═════ Records

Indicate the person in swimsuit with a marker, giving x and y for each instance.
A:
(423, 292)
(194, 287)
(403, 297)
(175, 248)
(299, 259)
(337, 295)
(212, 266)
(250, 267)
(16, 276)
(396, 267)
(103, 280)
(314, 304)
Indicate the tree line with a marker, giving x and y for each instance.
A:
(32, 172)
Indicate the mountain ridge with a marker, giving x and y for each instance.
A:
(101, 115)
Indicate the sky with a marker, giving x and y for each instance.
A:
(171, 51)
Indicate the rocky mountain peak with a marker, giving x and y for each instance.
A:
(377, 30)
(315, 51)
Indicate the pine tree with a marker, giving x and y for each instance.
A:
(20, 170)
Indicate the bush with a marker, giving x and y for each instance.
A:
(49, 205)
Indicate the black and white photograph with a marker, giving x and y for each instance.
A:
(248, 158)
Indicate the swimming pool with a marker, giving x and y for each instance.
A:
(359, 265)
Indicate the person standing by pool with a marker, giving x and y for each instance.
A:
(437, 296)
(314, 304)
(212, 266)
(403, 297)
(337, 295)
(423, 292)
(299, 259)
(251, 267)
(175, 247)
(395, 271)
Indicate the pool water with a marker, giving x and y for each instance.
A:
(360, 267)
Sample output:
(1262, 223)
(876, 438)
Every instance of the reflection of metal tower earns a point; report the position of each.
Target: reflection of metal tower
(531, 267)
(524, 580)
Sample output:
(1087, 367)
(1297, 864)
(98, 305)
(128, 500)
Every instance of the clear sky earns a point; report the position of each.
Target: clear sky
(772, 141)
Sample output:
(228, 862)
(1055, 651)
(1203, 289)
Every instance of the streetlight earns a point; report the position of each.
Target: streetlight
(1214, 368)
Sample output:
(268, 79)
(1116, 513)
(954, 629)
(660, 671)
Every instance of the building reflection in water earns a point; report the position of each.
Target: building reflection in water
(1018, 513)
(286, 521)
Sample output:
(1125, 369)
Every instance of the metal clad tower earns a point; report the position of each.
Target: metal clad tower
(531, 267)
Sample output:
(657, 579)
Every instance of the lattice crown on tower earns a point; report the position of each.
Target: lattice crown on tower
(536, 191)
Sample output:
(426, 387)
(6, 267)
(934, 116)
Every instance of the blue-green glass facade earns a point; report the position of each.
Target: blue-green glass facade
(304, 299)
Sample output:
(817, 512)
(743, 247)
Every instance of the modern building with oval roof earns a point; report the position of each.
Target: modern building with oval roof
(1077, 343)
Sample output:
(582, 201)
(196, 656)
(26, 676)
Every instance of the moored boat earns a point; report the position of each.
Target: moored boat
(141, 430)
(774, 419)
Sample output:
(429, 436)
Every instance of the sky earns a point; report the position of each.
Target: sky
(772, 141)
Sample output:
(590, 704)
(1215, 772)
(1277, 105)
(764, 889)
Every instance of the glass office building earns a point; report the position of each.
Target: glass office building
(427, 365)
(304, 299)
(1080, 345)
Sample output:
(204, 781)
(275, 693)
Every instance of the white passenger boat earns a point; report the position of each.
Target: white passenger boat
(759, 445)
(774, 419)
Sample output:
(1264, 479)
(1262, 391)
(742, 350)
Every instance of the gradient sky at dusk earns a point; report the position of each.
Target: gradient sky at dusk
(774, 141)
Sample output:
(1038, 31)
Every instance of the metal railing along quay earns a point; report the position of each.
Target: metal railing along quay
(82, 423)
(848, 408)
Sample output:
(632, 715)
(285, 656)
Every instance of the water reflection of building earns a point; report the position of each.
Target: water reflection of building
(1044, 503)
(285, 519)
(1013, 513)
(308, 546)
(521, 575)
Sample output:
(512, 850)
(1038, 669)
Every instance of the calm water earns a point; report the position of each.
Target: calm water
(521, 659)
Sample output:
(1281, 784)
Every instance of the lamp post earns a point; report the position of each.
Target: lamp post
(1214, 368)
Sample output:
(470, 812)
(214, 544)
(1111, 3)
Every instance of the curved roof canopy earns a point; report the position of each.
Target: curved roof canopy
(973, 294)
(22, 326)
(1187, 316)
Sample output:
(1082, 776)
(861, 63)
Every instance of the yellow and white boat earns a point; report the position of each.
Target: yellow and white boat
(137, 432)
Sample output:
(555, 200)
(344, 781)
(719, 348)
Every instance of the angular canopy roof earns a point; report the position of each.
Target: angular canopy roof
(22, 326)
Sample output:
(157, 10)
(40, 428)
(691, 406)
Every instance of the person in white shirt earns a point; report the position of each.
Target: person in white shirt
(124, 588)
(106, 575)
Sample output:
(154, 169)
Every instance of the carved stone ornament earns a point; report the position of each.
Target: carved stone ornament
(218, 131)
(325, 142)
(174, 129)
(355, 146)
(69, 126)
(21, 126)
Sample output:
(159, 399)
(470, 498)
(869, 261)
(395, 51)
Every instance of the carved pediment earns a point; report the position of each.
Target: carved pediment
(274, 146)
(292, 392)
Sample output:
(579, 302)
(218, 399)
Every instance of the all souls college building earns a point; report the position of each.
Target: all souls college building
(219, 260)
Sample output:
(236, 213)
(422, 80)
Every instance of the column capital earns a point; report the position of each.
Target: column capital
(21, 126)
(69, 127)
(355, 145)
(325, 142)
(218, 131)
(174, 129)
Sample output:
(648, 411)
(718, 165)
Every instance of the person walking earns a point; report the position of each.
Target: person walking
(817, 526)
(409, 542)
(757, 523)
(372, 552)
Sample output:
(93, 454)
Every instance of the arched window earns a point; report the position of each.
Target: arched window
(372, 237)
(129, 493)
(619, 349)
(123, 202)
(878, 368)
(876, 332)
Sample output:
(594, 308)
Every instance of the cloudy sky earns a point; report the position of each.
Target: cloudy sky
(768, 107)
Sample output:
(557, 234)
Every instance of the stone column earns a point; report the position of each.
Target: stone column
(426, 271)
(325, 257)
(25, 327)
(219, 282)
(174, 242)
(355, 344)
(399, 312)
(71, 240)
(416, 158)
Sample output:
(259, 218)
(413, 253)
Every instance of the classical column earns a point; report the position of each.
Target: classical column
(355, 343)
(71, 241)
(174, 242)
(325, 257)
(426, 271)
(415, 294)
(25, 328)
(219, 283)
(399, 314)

══════════

Task objective
From the preceding material, extract every line exactly.

Response below
Indicate the person in swimsuit with a marker, giving x and y for each instance.
A:
(423, 292)
(194, 287)
(403, 297)
(175, 248)
(299, 259)
(337, 295)
(212, 266)
(250, 267)
(16, 276)
(396, 267)
(103, 280)
(314, 304)
Indicate the tree line with a marker, giving x and y for each instance.
A:
(32, 172)
Indicate the mountain ridge with a marker, giving x and y for each instance.
A:
(101, 115)
Indicate the sky with a marker, giving x and y for each instance.
A:
(171, 51)
Indicate the rocky mountain peak with a marker, giving x and y for each instance.
A:
(377, 30)
(315, 51)
Indicate the pine tree with a marker, giving x and y for each instance.
A:
(20, 170)
Indicate the bush with a marker, giving x and y for each instance.
A:
(49, 205)
Indicate the black and white photograph with a marker, giving x and y for each instance.
A:
(248, 158)
Indicate the swimming pool with a marker, giving x and y for each instance.
A:
(359, 265)
Indicate the person standing by pool with a marker, giving x and y for each instance.
A:
(437, 296)
(314, 304)
(212, 266)
(403, 297)
(337, 295)
(423, 292)
(299, 259)
(251, 267)
(175, 247)
(395, 271)
Indicate the pool water with a marker, giving x and y for each instance.
A:
(360, 267)
Sample output:
(1262, 223)
(876, 438)
Every instance of the reflection of metal tower earns a point; report the position of each.
Target: reflection of metal tower
(531, 267)
(524, 580)
Sample output:
(1087, 367)
(1297, 864)
(98, 305)
(128, 500)
Every instance of the clear sky earns a point; report the position of each.
Target: clear sky
(772, 141)
Sample output:
(228, 862)
(1055, 651)
(1203, 289)
Every instance of the streetlight earns a point; report the position of each.
Target: streetlight
(1214, 368)
Sample output:
(268, 79)
(1116, 513)
(954, 629)
(660, 671)
Every instance of the building reflection in water earns a point; report the position of each.
Target: building reflection in water
(1018, 513)
(286, 521)
Sample output:
(1125, 369)
Every instance of the metal clad tower earns a point; report the position of each.
Target: metal clad tower
(531, 267)
Sample output:
(657, 579)
Every instance of the lattice crown on tower earns a point; report the position of each.
Target: lattice crown on tower
(536, 191)
Sample output:
(426, 387)
(6, 267)
(934, 116)
Every instance of the blue-green glass facade earns a point; report the position of each.
Target: blue-green glass facade
(304, 299)
Sample output:
(817, 512)
(743, 247)
Every instance of the modern building with oval roof earns a point; report the position of each.
Target: modern building with oval roof
(1077, 343)
Sample output:
(582, 201)
(196, 656)
(26, 676)
Every instance of the moored boat earns a point; report the position of each.
Target: moored boat
(141, 430)
(774, 419)
Sample output:
(429, 436)
Every instance of the sky earns a point; report the position of each.
Target: sky
(772, 141)
Sample output:
(590, 704)
(1215, 772)
(1277, 105)
(764, 889)
Every instance of the glass office building earns a point; report the position of each.
Target: glass office building
(427, 365)
(304, 299)
(1080, 345)
Sample output:
(204, 781)
(275, 693)
Every instance of the white passenger boat earns a point; report the position of each.
Target: white passenger boat
(759, 445)
(774, 419)
Sample output:
(1264, 479)
(1262, 391)
(742, 350)
Every instance of the gradient sky at dusk earns a point; report the position of each.
Target: gradient sky at dusk
(774, 141)
Sample output:
(1038, 31)
Every instance of the metal railing along quay earns a point; report the position of each.
Target: metal railing along quay
(82, 423)
(848, 408)
Sample output:
(632, 715)
(285, 656)
Every instance of the water reflection of building earns a point; report the position of each.
Target: water reflection of building
(1044, 503)
(285, 519)
(1013, 513)
(308, 546)
(521, 575)
Sample output:
(512, 850)
(1038, 669)
Every instance of the calm water earns a point; report the position of each.
Target: calm water
(521, 659)
Sample output:
(1281, 784)
Every instance of the lamp post earns a point; report the position of each.
Target: lamp post
(1214, 368)
Sample output:
(470, 812)
(214, 544)
(1111, 3)
Every instance of the curved roof canopy earns a point; report the position of each.
Target: curved roof canopy
(973, 294)
(22, 326)
(1187, 316)
Sample output:
(1082, 776)
(861, 63)
Every instance of the yellow and white boat earns a point; report the position of each.
Target: yellow and white boat
(137, 432)
Sample output:
(555, 200)
(344, 781)
(719, 348)
Every instance of the angular canopy roof earns a point; report the position of each.
Target: angular canopy roof
(22, 326)
Sample output:
(157, 10)
(40, 428)
(691, 406)
Every instance of the person in white shirt earns a point; report the position of each.
Target: person in white shirt
(124, 588)
(106, 575)
Sample output:
(154, 169)
Every instance of the carved stone ornament earns a point; report the position of each.
Target: carved stone ornament
(218, 131)
(325, 142)
(174, 129)
(355, 146)
(69, 126)
(21, 126)
Sample output:
(159, 399)
(470, 498)
(869, 261)
(395, 51)
Every instance of the carved pediment earns a point; report the position of each.
Target: carved pediment
(274, 146)
(292, 392)
Sample output:
(579, 302)
(218, 399)
Every instance of the all souls college building earns a point; report the position of each.
Target: all souls college building
(219, 260)
Sample output:
(236, 213)
(422, 80)
Every instance of the column capital earns a point; report the position of each.
Target: column capital
(21, 126)
(69, 127)
(355, 145)
(325, 142)
(218, 131)
(174, 129)
Sample output:
(648, 411)
(718, 165)
Every instance of the person walking earns a point; report the position of each.
Target: person walking
(817, 526)
(409, 542)
(757, 523)
(372, 552)
Sample output:
(93, 454)
Every instance of the arched window earns a point; report the position of each.
Target: arched window
(372, 237)
(129, 493)
(619, 349)
(123, 202)
(878, 368)
(876, 332)
Sample output:
(594, 308)
Every instance of the cloudy sky earns a point; report the position of each.
Target: cloudy sky
(768, 107)
Sample output:
(557, 234)
Every instance of the stone column earns a point; report the position of each.
Target: stone column
(426, 271)
(325, 257)
(25, 327)
(219, 282)
(174, 242)
(355, 344)
(399, 312)
(71, 240)
(416, 158)
Sample output:
(259, 218)
(413, 253)
Every instance of the classical column earns a point; report the position of each.
Target: classical column
(355, 343)
(71, 241)
(174, 242)
(325, 257)
(426, 271)
(415, 294)
(25, 328)
(219, 283)
(399, 314)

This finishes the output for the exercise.